Exemples de détection:
╭──

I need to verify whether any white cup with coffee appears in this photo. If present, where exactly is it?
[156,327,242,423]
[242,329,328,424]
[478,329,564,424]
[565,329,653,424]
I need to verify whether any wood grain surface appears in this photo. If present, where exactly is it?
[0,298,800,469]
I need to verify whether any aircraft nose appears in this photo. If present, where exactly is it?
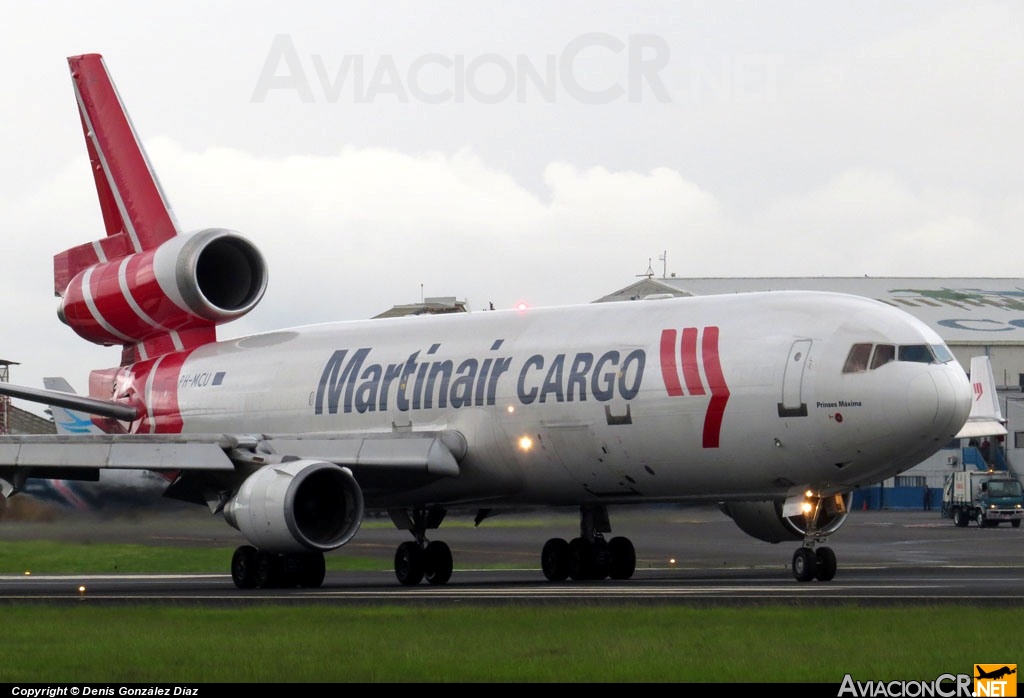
[906,369,971,436]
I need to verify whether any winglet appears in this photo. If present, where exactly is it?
[956,356,1007,439]
[53,53,178,295]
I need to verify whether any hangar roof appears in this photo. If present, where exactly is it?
[596,276,1024,344]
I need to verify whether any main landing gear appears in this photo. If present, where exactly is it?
[231,546,326,588]
[388,506,637,586]
[793,497,837,581]
[388,507,453,586]
[541,506,637,581]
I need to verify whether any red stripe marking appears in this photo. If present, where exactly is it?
[662,330,683,397]
[679,328,705,395]
[700,328,729,448]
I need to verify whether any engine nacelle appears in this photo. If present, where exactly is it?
[224,461,362,553]
[721,493,853,542]
[57,228,267,345]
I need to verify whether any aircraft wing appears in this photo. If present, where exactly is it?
[0,384,466,489]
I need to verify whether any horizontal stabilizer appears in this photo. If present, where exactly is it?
[0,434,234,470]
[0,383,138,422]
[956,356,1007,439]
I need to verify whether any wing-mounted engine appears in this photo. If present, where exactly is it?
[57,228,267,345]
[721,492,853,542]
[224,460,362,553]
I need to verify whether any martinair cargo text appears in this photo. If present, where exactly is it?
[0,54,971,588]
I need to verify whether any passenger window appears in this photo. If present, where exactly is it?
[843,344,871,374]
[899,344,934,363]
[871,344,896,369]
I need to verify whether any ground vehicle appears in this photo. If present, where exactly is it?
[942,471,1024,528]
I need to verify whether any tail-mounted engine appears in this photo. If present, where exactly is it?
[721,493,852,542]
[224,461,362,553]
[57,228,267,345]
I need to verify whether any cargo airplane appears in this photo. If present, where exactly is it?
[0,54,971,588]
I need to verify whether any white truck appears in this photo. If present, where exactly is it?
[942,470,1024,528]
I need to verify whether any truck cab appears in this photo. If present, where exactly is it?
[942,470,1024,528]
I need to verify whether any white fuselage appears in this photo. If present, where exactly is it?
[123,292,970,506]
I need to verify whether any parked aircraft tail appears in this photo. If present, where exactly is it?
[956,356,1007,439]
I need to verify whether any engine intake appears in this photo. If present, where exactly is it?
[57,228,267,345]
[721,493,852,542]
[224,461,364,553]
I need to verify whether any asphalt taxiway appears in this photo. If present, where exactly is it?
[0,499,1024,607]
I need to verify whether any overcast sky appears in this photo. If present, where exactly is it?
[0,0,1024,411]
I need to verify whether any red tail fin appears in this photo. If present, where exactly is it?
[53,53,178,295]
[53,54,266,364]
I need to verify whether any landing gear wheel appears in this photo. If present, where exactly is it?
[423,540,453,584]
[249,551,282,588]
[814,548,837,581]
[231,546,256,588]
[394,540,424,586]
[541,538,569,581]
[608,535,637,579]
[569,538,597,581]
[793,548,817,581]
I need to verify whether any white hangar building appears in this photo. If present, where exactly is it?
[595,275,1024,509]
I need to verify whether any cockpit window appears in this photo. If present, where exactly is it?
[899,344,935,363]
[843,343,955,374]
[843,344,871,374]
[932,344,953,363]
[871,344,896,370]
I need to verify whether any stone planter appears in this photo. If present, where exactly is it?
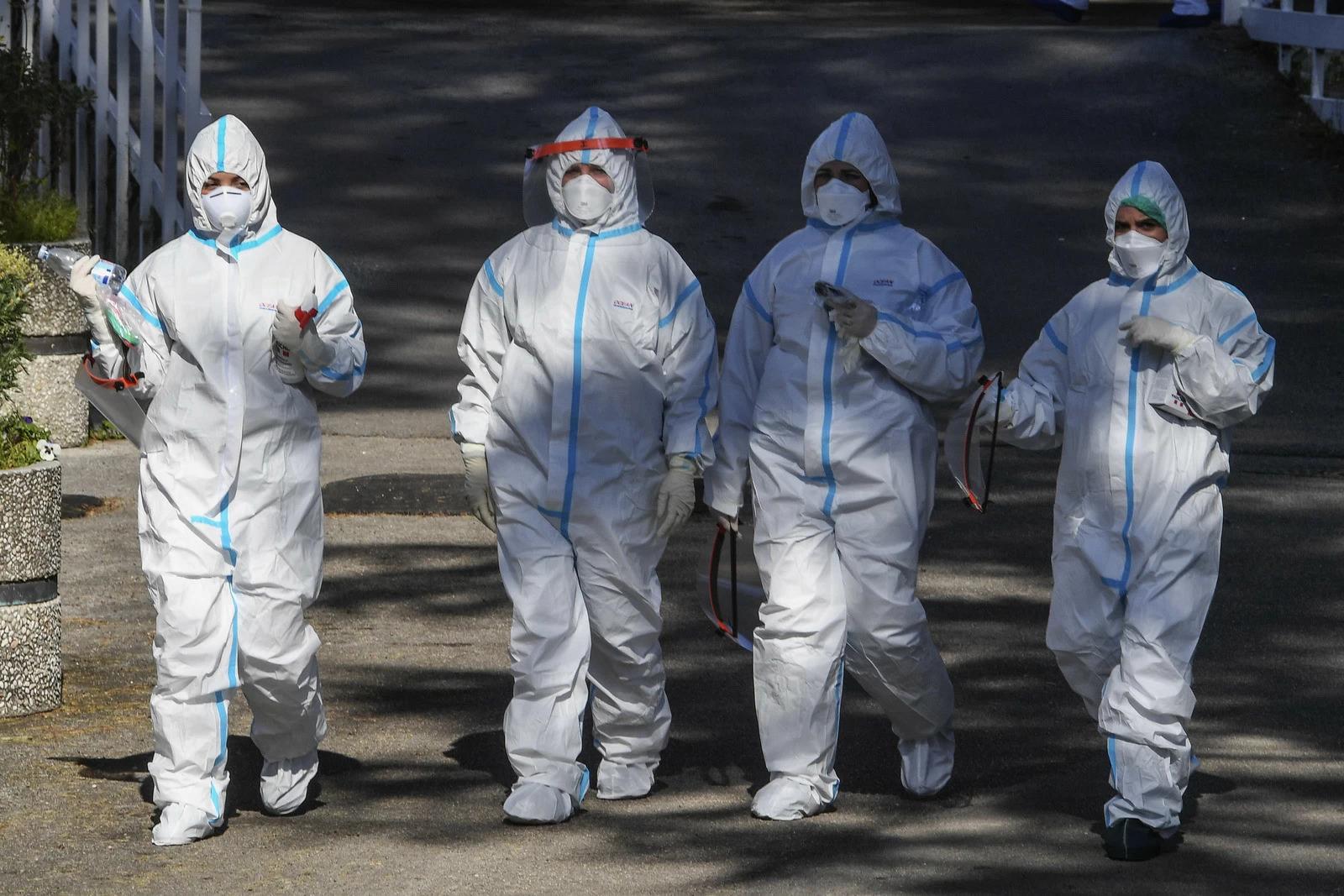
[0,462,60,716]
[1,239,90,448]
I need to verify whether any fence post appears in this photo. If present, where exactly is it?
[32,0,56,180]
[74,0,94,233]
[160,0,178,244]
[136,0,151,258]
[56,0,74,197]
[113,0,130,258]
[181,0,204,234]
[89,0,112,246]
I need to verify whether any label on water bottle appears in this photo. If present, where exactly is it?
[89,262,121,287]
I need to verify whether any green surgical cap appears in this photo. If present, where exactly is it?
[1120,195,1167,227]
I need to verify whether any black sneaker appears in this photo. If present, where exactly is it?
[1158,12,1214,29]
[1100,818,1163,862]
[1031,0,1084,24]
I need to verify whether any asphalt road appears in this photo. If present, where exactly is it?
[0,0,1344,896]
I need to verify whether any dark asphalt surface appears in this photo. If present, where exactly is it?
[0,0,1344,896]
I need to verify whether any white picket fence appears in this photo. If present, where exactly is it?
[1223,0,1344,130]
[0,0,210,265]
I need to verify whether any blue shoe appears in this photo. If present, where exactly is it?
[1031,0,1084,24]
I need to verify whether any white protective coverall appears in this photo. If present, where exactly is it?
[999,161,1274,831]
[450,107,717,820]
[96,116,365,825]
[706,113,984,817]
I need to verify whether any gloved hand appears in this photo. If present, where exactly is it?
[976,383,1012,430]
[712,511,739,535]
[657,454,695,537]
[270,294,304,354]
[270,301,336,371]
[1120,314,1199,354]
[831,297,878,340]
[70,255,116,345]
[461,442,499,535]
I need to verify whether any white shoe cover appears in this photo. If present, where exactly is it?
[751,778,831,820]
[596,760,654,799]
[260,750,318,815]
[899,728,957,797]
[504,780,574,825]
[152,804,219,846]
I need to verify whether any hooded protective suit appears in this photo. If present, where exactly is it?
[706,113,984,818]
[999,161,1274,829]
[450,107,717,820]
[97,116,365,825]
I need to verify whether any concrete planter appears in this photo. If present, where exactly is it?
[3,239,90,448]
[0,462,60,717]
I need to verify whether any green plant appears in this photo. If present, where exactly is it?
[0,412,51,470]
[0,192,79,244]
[0,45,92,203]
[0,43,92,244]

╰──

Consignes.
Présentez la liste ci-dessus sous forme de tableau Markdown à deux colonnes, intitulées « Numéro » pour le rang de chaque ligne et « Contenu » pour la ligne elle-même, en omettant les lignes vides. Les images ne doivent pas figurer dans la réponse.

Réponse.
| Numéro | Contenu |
|---|---|
| 1 | I need to verify whether any white cup with coffee appears in this photo. If present, where exactly is it? |
| 2 | [156,327,242,423] |
| 3 | [242,329,328,424] |
| 4 | [478,329,564,424] |
| 5 | [565,329,653,424] |
| 6 | I need to verify whether any wood grain surface appears in this photo. If present, where exactly is it? |
| 7 | [0,298,800,469] |
| 8 | I need to verify whether any aircraft nose appears in this photo. If present, where exactly is it? |
| 9 | [906,369,971,436] |
| 10 | I need to verify whether any winglet appears in this photo. If present, where exactly is it? |
| 11 | [956,356,1007,439] |
| 12 | [53,53,178,295] |
| 13 | I need to verify whether any hangar roof appears in this photo. If present, where exactly is it? |
| 14 | [596,276,1024,344] |
| 15 | I need to verify whether any main landing gear appears in this photo. If present, where exactly is it? |
| 16 | [231,546,326,588] |
| 17 | [388,506,637,586] |
| 18 | [793,497,837,581] |
| 19 | [388,507,453,586] |
| 20 | [541,506,637,581] |
| 21 | I need to verify whether any red stripe marking appears in this photo. If present, where exactly is it? |
| 22 | [662,330,683,397] |
| 23 | [679,328,705,395] |
| 24 | [700,328,729,448] |
| 25 | I need to verify whether any engine nacelle appears in this photo. If present, where exactly is it? |
| 26 | [224,461,362,553] |
| 27 | [721,493,853,542] |
| 28 | [57,228,267,345] |
| 29 | I need to verify whether any aircraft wing appears in this photo. If present, where exactly is it? |
| 30 | [0,384,466,489] |
| 31 | I need to verify whether any horizontal stabilizer appears in this photo. If present, where exactly is it? |
| 32 | [0,434,234,470] |
| 33 | [0,383,138,422] |
| 34 | [956,356,1007,439] |
| 35 | I need to verify whether any wing-mounted engine appears in this photo. If present, where exactly is it? |
| 36 | [57,228,267,345] |
| 37 | [721,492,853,542] |
| 38 | [224,460,362,553] |
| 39 | I need to verify whether any martinair cargo text appears in this photo. If present, where exactly is it? |
| 40 | [0,54,971,588] |
| 41 | I need to verify whether any passenger window appears in this photo. If present, where exactly is it? |
| 42 | [843,344,871,374] |
| 43 | [899,344,934,363] |
| 44 | [871,344,896,369] |
| 45 | I need to verify whether any ground vehicle appears in this photo. If present, where exactly is it? |
| 46 | [942,471,1024,528] |
| 47 | I need to verify whether any tail-mounted engine appears in this photo. If present, where exactly is it? |
| 48 | [721,493,852,542] |
| 49 | [224,461,362,553] |
| 50 | [57,228,267,345] |
| 51 | I need to verify whether any cargo airplane appears in this photo. If present, where exactly is it? |
| 52 | [0,54,971,588] |
| 53 | I need to verify whether any white truck appears in this photo. If present, where exactly is it? |
| 54 | [942,470,1024,528] |
| 55 | I need to verify whether any truck cab appears in this photo. If present, where exactly is it? |
| 56 | [942,470,1024,528] |
| 57 | I need to verify whether any white fuselage appears in this photo. If present, where exactly is it? |
| 58 | [123,292,970,506] |
| 59 | I need to verify whether any parked aircraft tail appears in this photo. If present, where exactly is it? |
| 60 | [956,356,1007,439] |
| 61 | I need to verify whether any engine intake appears in this photo. If present, where exactly is it? |
| 62 | [57,228,267,345] |
| 63 | [721,493,852,542] |
| 64 | [224,461,364,553] |
| 65 | I need to verify whether any asphalt taxiway appears in this photo. If present, where exactly is it? |
| 66 | [0,499,1024,607] |
| 67 | I need to verify whether any overcast sky appears in this photo. If present, where exactly is it? |
| 68 | [0,0,1024,411] |
| 69 | I need to verify whether any red tail fin appears in this photo. If present, where exactly is it? |
| 70 | [53,53,178,295] |
| 71 | [53,54,266,364] |
| 72 | I need to verify whether any landing gear wheel appears in this photo. If present, where exactly is it? |
| 73 | [423,540,453,584] |
| 74 | [249,551,282,588] |
| 75 | [814,548,837,581] |
| 76 | [231,546,256,588] |
| 77 | [394,540,424,586] |
| 78 | [541,538,569,581] |
| 79 | [608,535,637,579] |
| 80 | [569,538,597,581] |
| 81 | [793,548,817,581] |
| 82 | I need to verify whether any white hangar building appears in this photo. If present, where exactly is it? |
| 83 | [595,275,1024,509] |
| 84 | I need to verify whether any cockpit window appears in this photo. If present, where exactly is it? |
| 85 | [899,344,935,363] |
| 86 | [843,343,955,374] |
| 87 | [843,344,871,374] |
| 88 | [932,344,953,363] |
| 89 | [871,344,896,370] |
| 90 | I need to verify whether any stone planter appears in this photo. If present, where exactly is it? |
| 91 | [0,462,60,716] |
| 92 | [1,239,90,448] |
| 93 | I need to verify whether any fence post appears in this photo. If present, where exactly is it? |
| 94 | [32,0,56,180] |
| 95 | [74,0,94,233] |
| 96 | [160,0,178,244] |
| 97 | [136,0,151,258] |
| 98 | [56,0,74,197] |
| 99 | [113,0,130,258] |
| 100 | [181,0,204,234] |
| 101 | [89,0,112,246] |
| 102 | I need to verify whether any label on water bottle appears in this photo. If present, where exactly is it? |
| 103 | [89,262,121,287] |
| 104 | I need to verify whether any green surgical cap appears in this photo. If present, where exactly is it? |
| 105 | [1120,195,1167,227] |
| 106 | I need to verify whether any black sneaker appears in this photo. If present, where exactly is it? |
| 107 | [1158,12,1214,29] |
| 108 | [1100,818,1163,862] |
| 109 | [1031,0,1084,24] |
| 110 | I need to verify whether any asphalt road appears in this photo. If present, where exactly is it? |
| 111 | [0,0,1344,896] |
| 112 | I need to verify whether any dark asphalt surface appears in this photo. If present, where exactly is it? |
| 113 | [0,0,1344,896] |
| 114 | I need to verify whether any white picket fence appears in this photo. If present, where exactly is it? |
| 115 | [1223,0,1344,130] |
| 116 | [0,0,210,265] |
| 117 | I need to verify whether any blue shoe appears in this photo. If present, where exactly is it? |
| 118 | [1031,0,1084,24] |
| 119 | I need to verify whether any white protective coverall appears in this photo. If present, where exactly is it? |
| 120 | [999,161,1274,831] |
| 121 | [450,107,717,820] |
| 122 | [96,116,365,825] |
| 123 | [706,113,984,817] |
| 124 | I need to verify whether any gloved hand appears in this photo. If present, where exactly is it? |
| 125 | [976,383,1012,430] |
| 126 | [712,511,739,535] |
| 127 | [657,454,695,537] |
| 128 | [270,294,304,354] |
| 129 | [270,301,336,371] |
| 130 | [1120,314,1199,354] |
| 131 | [831,297,878,340] |
| 132 | [70,255,116,345] |
| 133 | [461,442,499,535] |
| 134 | I need to verify whether any white shoe cover appears in this photo. If present, where exactly is it? |
| 135 | [751,778,831,820] |
| 136 | [596,760,654,799] |
| 137 | [260,750,318,815] |
| 138 | [899,728,957,797] |
| 139 | [504,780,574,825] |
| 140 | [152,804,219,846] |
| 141 | I need to verify whether any hooded protective suit appears in this photo. If present, where exactly is it? |
| 142 | [706,113,984,818] |
| 143 | [999,161,1274,829] |
| 144 | [450,107,717,820] |
| 145 | [97,116,365,825] |
| 146 | I need to verify whether any concrete planter appears in this photo. If present, where exactly is it? |
| 147 | [3,239,90,448] |
| 148 | [0,462,60,717] |
| 149 | I need to verify whether any green plant appears in this photo. If present, where exactly is it? |
| 150 | [0,412,51,470] |
| 151 | [0,192,79,244] |
| 152 | [0,45,92,203] |
| 153 | [0,43,92,244] |